-- PROBLEMS --
**A)** From the "Early Life and education" section of the Godiya Akwashiki biography, list every year that is mentioned.
**B)** According to the Godiya Akwashiki biography, what office did he hold before he was elected into the senate?
**C)** Extract the portion of the Godiya Akwashiki biography that begins at the words "Godiya Akwashiki (born" and stops after "House of Assembly.".

-- PASSAGE SHOWN --
'''

Godiya Akwashiki (born 3 August 1973) in Angba Iggah of Nasarawa State, Nigeria is a Nigerian politician. He is the current senator representing Nasarawa North senatorial district in Nasarawa State. He was elected into the senate during the 2019 general elections of Nigeria. Akwashiki was re-elected during the 2023 general election. Before being elected into the senate he was the Deputy Speaker of the Nasarawa State House of Assembly.

Early Life and education

Akwashiki was born in 1973 to Mr Akwashiki Walaro and Mrs Ramatu Akwashiki in Angba Iggah, Nasarawa Eggon local government area in Nasarawa State. He attended the Government Primary School, Angba Iggah where he finished with his First School Leaving Certificate in 1987. In 1988 he enrolled into the Government Technical College, Assakio and graduated with the Senior Secondary Certificate in Education (WASSCE) in 1993.

'''

(Point placement records)
'''

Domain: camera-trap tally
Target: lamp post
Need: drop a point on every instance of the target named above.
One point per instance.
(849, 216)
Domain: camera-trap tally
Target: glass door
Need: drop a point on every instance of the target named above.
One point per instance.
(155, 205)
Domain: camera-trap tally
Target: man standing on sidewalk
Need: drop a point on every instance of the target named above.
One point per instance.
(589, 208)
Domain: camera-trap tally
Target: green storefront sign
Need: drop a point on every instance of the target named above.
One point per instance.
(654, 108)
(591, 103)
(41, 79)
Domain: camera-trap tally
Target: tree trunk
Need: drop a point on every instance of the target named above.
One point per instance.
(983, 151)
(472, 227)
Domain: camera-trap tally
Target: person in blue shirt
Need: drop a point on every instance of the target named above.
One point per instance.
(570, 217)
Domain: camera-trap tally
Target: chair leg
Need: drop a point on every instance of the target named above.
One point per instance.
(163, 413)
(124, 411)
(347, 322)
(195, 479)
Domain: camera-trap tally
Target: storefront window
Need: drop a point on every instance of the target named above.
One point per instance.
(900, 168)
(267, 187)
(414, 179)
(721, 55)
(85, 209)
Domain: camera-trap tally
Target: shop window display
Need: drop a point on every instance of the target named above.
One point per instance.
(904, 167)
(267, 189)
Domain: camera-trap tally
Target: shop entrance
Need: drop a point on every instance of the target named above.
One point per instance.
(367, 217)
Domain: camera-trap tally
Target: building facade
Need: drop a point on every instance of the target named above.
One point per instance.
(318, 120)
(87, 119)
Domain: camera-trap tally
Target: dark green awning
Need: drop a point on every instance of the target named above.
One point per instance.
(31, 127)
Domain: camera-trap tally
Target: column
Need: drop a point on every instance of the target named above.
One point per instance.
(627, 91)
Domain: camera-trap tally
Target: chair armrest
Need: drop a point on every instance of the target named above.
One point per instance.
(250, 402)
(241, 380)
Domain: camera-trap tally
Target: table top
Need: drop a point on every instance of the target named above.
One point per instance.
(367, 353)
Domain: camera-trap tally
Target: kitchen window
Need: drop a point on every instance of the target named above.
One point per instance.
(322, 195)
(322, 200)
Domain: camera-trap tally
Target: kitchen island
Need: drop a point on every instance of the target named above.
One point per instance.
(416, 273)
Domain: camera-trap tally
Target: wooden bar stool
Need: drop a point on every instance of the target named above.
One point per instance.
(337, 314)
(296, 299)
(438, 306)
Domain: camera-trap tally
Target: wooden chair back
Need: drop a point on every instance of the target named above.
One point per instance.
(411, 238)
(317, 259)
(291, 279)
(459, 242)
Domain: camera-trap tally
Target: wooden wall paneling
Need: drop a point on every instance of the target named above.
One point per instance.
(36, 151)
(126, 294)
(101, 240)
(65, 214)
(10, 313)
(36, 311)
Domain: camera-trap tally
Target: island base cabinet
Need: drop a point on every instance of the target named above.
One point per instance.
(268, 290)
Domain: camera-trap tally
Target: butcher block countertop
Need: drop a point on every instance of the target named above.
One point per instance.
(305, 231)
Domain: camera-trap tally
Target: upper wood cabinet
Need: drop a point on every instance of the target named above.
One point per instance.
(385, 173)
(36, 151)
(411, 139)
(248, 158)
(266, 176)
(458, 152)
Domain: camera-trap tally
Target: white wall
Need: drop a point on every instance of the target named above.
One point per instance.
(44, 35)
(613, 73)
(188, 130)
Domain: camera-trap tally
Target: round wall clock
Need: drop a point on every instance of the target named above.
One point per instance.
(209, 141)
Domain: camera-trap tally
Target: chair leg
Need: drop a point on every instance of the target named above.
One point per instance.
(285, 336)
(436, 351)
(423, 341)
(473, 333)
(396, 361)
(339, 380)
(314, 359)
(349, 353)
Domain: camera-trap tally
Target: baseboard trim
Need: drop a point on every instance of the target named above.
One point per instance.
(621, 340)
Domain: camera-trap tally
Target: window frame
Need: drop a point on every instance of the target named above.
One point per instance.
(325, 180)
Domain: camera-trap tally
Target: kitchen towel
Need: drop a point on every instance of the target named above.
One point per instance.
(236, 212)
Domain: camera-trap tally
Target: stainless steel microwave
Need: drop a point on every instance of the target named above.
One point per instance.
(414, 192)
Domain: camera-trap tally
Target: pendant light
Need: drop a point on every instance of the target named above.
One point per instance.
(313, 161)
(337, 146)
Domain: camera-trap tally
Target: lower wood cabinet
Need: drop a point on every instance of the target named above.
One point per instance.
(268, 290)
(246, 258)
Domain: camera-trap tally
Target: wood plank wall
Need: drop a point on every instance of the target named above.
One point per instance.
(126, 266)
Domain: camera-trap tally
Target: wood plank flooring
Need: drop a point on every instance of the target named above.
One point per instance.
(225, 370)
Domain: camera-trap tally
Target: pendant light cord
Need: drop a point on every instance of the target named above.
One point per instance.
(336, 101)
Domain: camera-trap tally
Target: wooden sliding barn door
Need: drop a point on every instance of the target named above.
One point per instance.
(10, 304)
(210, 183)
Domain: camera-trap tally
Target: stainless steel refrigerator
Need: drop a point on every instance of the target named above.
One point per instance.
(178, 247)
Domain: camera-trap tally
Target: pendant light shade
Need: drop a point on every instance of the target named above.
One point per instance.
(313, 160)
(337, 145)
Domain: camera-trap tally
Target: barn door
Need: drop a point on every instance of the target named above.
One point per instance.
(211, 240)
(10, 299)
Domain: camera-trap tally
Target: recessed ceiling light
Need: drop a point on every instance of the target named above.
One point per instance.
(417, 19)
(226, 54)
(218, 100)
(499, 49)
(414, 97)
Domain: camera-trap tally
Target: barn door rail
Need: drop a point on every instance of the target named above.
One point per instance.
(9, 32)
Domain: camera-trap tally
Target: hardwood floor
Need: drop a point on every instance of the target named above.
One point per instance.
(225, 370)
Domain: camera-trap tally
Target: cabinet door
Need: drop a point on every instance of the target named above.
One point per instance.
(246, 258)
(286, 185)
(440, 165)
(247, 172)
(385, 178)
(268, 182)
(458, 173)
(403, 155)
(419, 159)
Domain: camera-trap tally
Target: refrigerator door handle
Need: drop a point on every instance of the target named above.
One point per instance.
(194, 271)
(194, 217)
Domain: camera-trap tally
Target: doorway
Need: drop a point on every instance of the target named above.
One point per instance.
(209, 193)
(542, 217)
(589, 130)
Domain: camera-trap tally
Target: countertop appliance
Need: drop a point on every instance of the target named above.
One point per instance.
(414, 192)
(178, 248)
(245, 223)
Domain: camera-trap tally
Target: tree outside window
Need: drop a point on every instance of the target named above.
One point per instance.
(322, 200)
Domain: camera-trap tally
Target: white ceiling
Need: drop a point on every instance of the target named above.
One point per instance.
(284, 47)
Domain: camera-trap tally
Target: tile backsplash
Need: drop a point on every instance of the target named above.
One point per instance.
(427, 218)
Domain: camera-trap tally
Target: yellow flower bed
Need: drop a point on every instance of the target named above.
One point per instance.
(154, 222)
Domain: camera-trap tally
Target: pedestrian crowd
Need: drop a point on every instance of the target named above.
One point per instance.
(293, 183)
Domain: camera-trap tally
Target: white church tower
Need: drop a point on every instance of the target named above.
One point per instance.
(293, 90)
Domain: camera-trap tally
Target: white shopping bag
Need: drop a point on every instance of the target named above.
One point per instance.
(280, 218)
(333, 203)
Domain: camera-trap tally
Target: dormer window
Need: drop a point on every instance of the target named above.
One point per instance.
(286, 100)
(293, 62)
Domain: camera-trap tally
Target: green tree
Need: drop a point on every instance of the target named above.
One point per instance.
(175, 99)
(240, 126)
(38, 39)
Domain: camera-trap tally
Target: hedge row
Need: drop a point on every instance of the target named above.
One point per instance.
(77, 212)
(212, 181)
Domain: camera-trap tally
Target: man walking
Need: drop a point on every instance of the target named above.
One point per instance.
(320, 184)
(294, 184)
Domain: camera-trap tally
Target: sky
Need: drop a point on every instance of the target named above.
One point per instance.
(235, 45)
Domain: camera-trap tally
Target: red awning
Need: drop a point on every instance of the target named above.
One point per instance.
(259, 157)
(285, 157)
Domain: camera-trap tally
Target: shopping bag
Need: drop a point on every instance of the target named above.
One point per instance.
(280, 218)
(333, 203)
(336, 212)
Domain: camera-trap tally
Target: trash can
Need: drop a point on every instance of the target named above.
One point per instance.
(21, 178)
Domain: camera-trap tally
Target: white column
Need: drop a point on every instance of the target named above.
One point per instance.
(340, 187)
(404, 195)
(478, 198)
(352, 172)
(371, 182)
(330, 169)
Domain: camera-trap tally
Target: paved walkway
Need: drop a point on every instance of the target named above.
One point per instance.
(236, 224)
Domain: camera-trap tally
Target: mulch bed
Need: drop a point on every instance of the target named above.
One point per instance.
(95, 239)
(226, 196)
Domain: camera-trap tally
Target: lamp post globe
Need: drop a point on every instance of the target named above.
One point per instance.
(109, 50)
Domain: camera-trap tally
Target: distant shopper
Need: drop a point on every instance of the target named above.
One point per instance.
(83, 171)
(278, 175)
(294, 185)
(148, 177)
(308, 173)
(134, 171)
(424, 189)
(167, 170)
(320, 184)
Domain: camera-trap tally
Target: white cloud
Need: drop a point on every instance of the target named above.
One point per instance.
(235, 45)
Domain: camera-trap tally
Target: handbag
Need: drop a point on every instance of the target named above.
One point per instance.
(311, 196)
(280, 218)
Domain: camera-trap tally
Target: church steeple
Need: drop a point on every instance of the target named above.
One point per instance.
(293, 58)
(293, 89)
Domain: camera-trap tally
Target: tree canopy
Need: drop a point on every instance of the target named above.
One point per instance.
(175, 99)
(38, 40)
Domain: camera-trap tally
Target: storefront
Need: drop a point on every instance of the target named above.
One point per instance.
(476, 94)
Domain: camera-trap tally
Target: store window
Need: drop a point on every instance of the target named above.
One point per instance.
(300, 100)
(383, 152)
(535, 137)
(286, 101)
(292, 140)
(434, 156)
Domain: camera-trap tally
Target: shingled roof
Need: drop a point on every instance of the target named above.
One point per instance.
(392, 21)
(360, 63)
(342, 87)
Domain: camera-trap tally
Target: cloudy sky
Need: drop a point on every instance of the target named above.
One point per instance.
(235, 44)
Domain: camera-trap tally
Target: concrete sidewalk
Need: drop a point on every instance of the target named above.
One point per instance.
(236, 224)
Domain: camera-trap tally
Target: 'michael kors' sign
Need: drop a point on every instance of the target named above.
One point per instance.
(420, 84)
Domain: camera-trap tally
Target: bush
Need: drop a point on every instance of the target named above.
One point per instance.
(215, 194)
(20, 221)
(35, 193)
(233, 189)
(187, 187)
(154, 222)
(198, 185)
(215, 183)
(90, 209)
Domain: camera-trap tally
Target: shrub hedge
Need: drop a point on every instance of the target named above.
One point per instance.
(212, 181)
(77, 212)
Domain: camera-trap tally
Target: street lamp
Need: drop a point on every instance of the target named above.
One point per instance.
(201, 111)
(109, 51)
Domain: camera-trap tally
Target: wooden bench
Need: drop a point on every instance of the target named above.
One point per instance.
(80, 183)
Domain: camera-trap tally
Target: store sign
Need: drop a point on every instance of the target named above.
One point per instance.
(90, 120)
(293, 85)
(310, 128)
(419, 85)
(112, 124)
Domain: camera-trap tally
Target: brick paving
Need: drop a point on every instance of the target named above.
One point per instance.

'''

-- ANSWERS FOR THIS EXERCISE --
**A)** 1973, 1987, 1988, 1993

**B)** He was the Deputy Speaker of the Nasarawa State House of Assembly.

**C)**
Godiya Akwashiki (born 3 August 1973) in Angba Iggah of Nasarawa State, Nigeria is a Nigerian politician. He is the current senator representing Nasarawa North senatorial district in Nasarawa State. He was elected into the senate during the 2019 general elections of Nigeria. Akwashiki was re-elected during the 2023 general election. Before being elected into the senate he was the Deputy Speaker of the Nasarawa State House of Assembly.